(EXERCISE REQUIREMENTS): Please lay out the items below as a numbered list without blank lines, beginning at their first line and stopping after the line that contains "left=168, top=70, right=285, bottom=131". Leave the pictures out.

▼

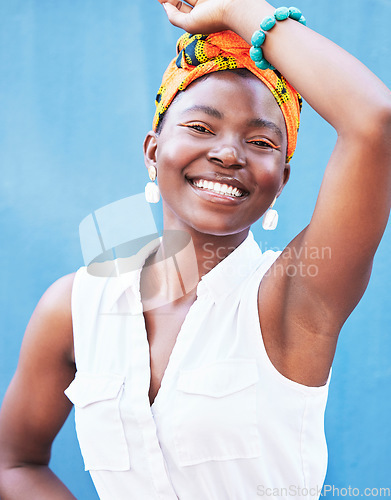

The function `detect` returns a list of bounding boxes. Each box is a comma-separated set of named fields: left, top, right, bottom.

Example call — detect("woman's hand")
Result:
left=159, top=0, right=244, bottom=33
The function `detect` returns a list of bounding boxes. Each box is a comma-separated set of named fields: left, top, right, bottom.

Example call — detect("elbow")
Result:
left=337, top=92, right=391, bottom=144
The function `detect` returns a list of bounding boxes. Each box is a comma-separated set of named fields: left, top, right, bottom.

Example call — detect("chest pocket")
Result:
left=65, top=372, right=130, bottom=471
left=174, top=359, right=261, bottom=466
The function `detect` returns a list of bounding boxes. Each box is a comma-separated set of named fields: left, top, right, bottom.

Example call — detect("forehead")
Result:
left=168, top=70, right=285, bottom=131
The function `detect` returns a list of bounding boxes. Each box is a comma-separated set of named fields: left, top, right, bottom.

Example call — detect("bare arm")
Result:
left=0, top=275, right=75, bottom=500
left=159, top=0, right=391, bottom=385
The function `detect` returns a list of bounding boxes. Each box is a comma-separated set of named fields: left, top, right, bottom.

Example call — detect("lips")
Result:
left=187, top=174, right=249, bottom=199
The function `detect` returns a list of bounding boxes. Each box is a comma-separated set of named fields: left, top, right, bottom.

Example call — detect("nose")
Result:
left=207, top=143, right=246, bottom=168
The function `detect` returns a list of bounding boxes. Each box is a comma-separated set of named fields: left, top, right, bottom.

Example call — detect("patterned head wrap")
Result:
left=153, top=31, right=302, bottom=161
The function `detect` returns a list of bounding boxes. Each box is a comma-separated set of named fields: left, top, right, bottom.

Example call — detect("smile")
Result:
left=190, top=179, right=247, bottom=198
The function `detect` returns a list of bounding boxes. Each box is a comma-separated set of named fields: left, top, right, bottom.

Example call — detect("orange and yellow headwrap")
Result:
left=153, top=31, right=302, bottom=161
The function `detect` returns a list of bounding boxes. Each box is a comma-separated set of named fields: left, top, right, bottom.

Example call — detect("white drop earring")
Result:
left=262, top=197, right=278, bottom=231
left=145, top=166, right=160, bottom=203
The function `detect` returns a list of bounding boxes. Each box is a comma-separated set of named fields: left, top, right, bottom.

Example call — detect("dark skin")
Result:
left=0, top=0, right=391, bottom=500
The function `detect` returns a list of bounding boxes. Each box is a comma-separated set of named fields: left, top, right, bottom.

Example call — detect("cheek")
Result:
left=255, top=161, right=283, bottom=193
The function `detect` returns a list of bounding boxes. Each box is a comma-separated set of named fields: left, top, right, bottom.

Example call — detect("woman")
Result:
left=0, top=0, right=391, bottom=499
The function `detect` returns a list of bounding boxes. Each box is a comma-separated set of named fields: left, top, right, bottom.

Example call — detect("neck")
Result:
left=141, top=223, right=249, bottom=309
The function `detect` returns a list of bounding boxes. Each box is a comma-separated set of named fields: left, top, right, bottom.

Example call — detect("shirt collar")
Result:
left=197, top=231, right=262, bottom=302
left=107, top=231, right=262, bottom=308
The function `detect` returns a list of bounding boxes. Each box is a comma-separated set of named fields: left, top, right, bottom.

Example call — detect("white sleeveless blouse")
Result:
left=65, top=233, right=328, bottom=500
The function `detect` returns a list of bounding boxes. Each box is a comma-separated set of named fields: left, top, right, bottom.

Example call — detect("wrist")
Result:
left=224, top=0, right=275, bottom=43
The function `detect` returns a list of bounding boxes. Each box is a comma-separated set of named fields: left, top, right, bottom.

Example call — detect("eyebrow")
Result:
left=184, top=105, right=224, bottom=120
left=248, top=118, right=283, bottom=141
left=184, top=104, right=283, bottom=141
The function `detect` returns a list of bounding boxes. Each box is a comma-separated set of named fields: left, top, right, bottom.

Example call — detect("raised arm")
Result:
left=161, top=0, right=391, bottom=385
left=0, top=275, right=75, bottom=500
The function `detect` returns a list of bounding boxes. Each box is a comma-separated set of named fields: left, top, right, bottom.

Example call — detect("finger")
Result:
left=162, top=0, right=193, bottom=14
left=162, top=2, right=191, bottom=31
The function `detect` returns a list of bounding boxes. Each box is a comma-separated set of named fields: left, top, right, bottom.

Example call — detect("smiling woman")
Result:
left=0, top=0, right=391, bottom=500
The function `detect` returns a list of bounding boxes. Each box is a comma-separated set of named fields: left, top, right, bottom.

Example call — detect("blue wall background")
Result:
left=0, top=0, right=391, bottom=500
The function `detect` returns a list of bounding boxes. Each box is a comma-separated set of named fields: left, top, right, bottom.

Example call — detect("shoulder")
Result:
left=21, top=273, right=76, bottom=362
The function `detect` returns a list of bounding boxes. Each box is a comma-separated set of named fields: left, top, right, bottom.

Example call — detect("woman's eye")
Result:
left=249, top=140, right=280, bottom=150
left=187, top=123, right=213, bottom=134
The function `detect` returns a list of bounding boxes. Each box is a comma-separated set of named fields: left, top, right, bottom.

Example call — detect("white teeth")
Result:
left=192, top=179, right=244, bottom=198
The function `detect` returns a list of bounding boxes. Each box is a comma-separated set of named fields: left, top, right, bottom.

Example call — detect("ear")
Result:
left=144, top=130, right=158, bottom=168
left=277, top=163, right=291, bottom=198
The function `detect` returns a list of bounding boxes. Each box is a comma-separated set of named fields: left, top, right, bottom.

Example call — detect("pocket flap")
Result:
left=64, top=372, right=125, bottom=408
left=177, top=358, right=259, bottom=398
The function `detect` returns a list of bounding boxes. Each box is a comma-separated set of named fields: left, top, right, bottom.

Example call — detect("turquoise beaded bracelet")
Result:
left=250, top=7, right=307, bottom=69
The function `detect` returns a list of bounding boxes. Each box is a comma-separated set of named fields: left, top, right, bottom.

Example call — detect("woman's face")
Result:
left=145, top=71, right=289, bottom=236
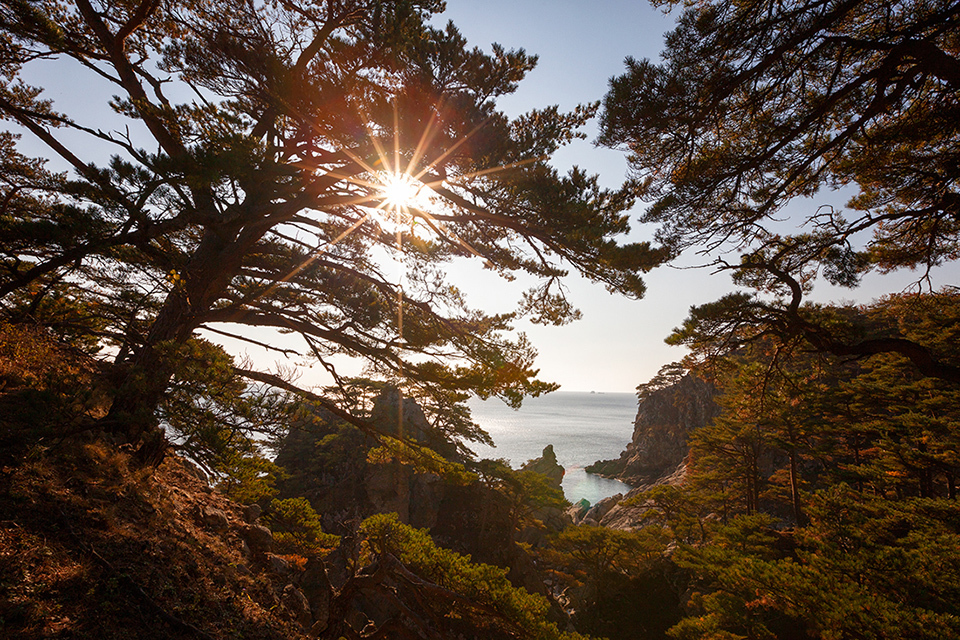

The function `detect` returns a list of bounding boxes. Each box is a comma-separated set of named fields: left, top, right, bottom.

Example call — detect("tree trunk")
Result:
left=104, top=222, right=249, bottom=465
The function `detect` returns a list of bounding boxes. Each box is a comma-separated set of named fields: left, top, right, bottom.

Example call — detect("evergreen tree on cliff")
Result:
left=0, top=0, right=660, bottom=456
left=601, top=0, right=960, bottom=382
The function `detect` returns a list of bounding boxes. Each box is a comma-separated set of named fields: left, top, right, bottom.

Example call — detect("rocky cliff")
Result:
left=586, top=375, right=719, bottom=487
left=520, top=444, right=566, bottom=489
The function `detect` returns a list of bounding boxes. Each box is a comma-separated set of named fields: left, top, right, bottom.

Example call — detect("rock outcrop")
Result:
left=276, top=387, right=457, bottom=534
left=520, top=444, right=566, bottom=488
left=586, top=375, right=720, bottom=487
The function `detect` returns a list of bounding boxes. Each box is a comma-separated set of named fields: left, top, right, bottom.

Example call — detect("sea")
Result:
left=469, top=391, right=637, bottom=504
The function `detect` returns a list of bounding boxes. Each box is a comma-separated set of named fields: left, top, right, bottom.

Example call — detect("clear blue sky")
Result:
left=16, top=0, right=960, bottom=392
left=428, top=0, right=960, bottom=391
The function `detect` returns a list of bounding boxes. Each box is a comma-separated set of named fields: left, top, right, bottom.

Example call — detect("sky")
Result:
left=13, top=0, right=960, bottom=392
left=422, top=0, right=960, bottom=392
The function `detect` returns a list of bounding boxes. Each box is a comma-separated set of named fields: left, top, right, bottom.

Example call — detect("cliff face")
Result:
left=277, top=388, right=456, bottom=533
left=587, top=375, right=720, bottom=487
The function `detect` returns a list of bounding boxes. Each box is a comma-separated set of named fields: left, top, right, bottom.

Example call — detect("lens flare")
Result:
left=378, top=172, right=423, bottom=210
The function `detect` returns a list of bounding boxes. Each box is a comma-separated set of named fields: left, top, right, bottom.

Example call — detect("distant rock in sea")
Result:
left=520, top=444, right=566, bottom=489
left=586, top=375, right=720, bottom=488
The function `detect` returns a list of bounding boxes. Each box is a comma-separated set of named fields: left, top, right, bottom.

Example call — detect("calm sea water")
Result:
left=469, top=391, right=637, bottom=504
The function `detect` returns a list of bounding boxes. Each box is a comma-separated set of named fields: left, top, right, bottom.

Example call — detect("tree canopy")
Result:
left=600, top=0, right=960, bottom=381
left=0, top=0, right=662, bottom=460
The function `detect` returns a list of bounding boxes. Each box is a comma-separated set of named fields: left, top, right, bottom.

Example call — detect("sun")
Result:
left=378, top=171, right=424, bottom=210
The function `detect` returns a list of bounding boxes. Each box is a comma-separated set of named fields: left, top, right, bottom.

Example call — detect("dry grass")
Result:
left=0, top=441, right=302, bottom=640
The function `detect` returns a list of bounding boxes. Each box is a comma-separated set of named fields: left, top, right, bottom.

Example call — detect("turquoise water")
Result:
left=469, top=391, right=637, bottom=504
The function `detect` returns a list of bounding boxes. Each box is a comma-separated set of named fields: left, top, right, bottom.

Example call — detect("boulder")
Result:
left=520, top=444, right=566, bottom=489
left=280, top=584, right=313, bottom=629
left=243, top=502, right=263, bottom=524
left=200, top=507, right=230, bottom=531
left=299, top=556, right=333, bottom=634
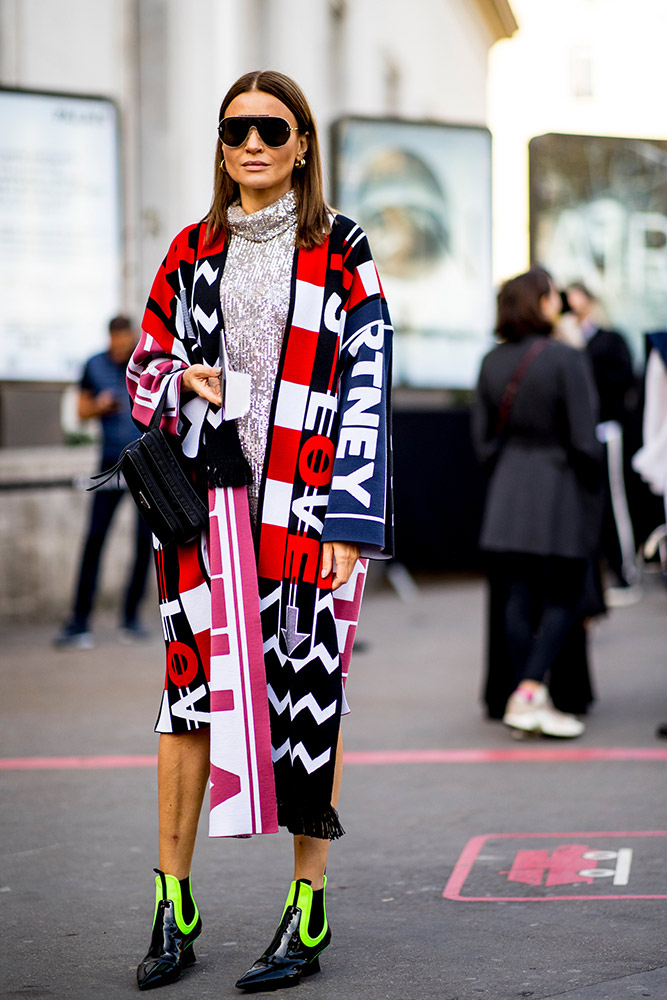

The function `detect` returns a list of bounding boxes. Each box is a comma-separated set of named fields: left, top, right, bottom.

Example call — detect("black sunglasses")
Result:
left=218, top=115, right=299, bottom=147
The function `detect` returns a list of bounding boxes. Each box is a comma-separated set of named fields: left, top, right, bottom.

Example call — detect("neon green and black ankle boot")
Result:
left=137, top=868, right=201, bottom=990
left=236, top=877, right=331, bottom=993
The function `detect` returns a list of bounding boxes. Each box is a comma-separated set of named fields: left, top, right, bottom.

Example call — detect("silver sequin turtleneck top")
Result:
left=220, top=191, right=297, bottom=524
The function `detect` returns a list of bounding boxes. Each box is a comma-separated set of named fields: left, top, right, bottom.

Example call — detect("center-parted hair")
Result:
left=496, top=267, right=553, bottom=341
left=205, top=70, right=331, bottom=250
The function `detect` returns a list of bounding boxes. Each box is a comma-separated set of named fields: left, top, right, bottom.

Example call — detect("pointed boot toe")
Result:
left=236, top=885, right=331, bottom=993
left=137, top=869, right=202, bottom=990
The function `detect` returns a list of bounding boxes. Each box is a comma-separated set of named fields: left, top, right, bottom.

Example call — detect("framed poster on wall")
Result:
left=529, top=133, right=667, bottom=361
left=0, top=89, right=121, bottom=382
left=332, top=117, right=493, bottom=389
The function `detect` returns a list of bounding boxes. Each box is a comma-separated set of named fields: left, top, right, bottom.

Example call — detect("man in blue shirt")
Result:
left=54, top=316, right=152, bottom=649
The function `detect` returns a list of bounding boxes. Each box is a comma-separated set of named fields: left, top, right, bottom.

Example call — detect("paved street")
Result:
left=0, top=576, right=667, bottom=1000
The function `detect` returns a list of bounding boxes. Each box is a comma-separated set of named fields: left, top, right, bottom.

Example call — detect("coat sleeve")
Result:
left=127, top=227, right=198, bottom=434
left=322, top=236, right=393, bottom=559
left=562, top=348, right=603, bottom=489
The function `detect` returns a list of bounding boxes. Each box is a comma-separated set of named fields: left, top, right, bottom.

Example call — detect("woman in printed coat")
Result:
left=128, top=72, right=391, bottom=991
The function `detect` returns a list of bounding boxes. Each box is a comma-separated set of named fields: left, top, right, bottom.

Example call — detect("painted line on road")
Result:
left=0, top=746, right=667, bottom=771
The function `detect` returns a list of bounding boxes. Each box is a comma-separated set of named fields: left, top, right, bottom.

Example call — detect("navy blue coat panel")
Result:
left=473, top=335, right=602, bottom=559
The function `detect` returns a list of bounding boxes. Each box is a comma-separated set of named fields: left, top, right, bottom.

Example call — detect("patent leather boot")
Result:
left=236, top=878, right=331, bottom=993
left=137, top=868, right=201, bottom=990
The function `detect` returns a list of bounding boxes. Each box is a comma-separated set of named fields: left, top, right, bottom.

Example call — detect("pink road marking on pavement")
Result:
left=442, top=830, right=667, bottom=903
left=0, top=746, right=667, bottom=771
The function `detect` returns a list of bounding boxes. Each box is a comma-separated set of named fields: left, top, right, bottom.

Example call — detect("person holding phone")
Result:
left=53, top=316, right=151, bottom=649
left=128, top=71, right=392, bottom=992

▲

(WRITTEN SOLUTION):
1. The function `detect` returns a list of bounding boxes. Each box is a comma-separated set of named fields: left, top, right, bottom.
2. Example call — detect("woman's hand")
3. Result:
4. left=159, top=0, right=244, bottom=33
5. The function `detect` returns a list of bounding boxes. Each box is a comma-separated set of named fields: left, top, right, bottom.
6. Example call — detect("elbow")
7. Result:
8. left=337, top=92, right=391, bottom=144
9. The function `detect` returns a list of bounding boxes. Each box is a comma-separated set of named fields: left, top, right, bottom.
10. Example call — detect("chest pocket")
11. Result:
12. left=65, top=372, right=130, bottom=471
13. left=174, top=359, right=261, bottom=466
14. The function `detect` returns a list of bounding boxes. Each box is a comma-separated set of named fields: left, top, right, bottom.
15. Example call — detect("forehead")
16. Result:
17. left=168, top=70, right=285, bottom=131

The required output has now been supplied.